• [Aim of the exercise]: Can you express the rows below as a numbered list, skipping any blank lines and leaving the pictures out?

——

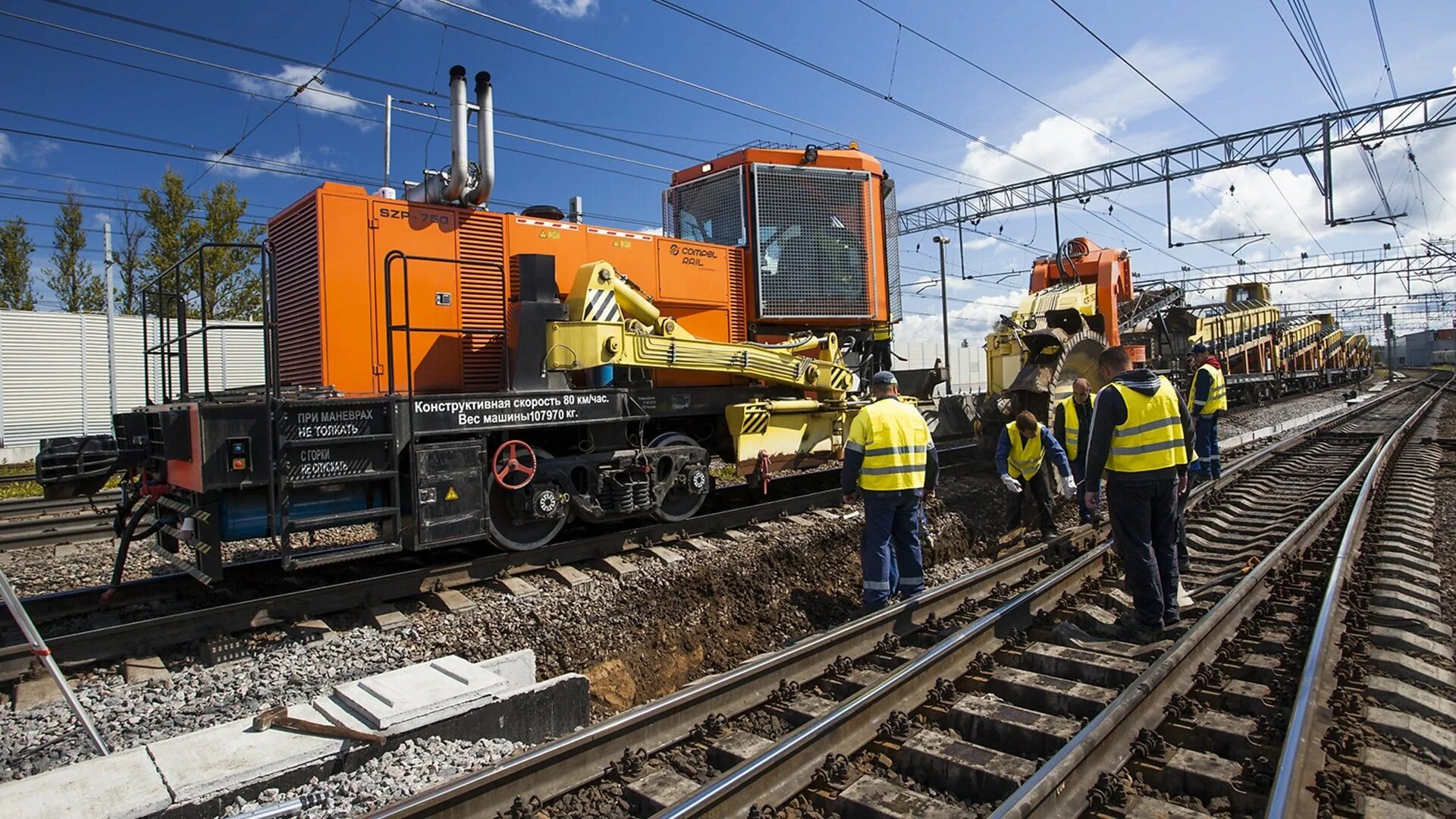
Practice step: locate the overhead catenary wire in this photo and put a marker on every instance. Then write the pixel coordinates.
(265, 77)
(300, 89)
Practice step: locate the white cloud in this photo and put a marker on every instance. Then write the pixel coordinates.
(1056, 143)
(318, 98)
(570, 9)
(248, 168)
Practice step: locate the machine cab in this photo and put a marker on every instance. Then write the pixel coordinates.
(816, 226)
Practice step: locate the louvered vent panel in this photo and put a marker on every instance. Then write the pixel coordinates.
(294, 240)
(482, 300)
(737, 299)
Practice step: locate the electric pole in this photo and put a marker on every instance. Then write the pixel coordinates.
(946, 314)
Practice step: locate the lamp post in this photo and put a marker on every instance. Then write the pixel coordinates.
(946, 312)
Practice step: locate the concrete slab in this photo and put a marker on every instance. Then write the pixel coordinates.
(1382, 809)
(1401, 640)
(664, 554)
(1407, 697)
(223, 649)
(617, 566)
(1411, 773)
(143, 670)
(232, 755)
(388, 617)
(737, 748)
(1411, 729)
(315, 632)
(450, 601)
(517, 668)
(31, 692)
(573, 576)
(871, 798)
(657, 790)
(1411, 670)
(962, 767)
(394, 700)
(121, 786)
(516, 586)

——

• [Correct output]:
1. Practice step: locate the overhead catenary wire in this photo and put a marker on every instance. Then write the pixel coordinates.
2. (265, 77)
3. (300, 89)
4. Practice step: locate the white cloud in this photo and put a marker on every instance. Then write the pixel coordinates.
5. (1056, 143)
6. (318, 98)
7. (570, 9)
8. (248, 168)
9. Practice step: locate the machine cab in this photo and put a marker on every instance. Then write the pixel coordinates.
10. (816, 226)
11. Practice step: locate the louvered vent panel in this photo and put a marker on every instance. Then write the pixel coordinates.
12. (294, 240)
13. (482, 300)
14. (737, 299)
15. Practice step: locate the electric pole in this photo and put a marker on every instance. Then write the pixel coordinates.
16. (946, 314)
17. Practice step: locate the lamp post in this photo and put a marker on every instance. Then write the pixel coordinates.
18. (946, 312)
19. Practice step: locate the concrete slab in this photo and put a marker on every instance. Then write the pixel coordinates.
20. (1382, 809)
21. (1401, 640)
22. (664, 554)
23. (1407, 697)
24. (223, 649)
25. (617, 566)
26. (1411, 773)
27. (143, 670)
28. (232, 755)
29. (388, 617)
30. (737, 748)
31. (1411, 729)
32. (315, 632)
33. (450, 601)
34. (517, 668)
35. (31, 692)
36. (573, 576)
37. (871, 798)
38. (657, 790)
39. (1411, 670)
40. (962, 767)
41. (394, 700)
42. (121, 786)
43. (516, 586)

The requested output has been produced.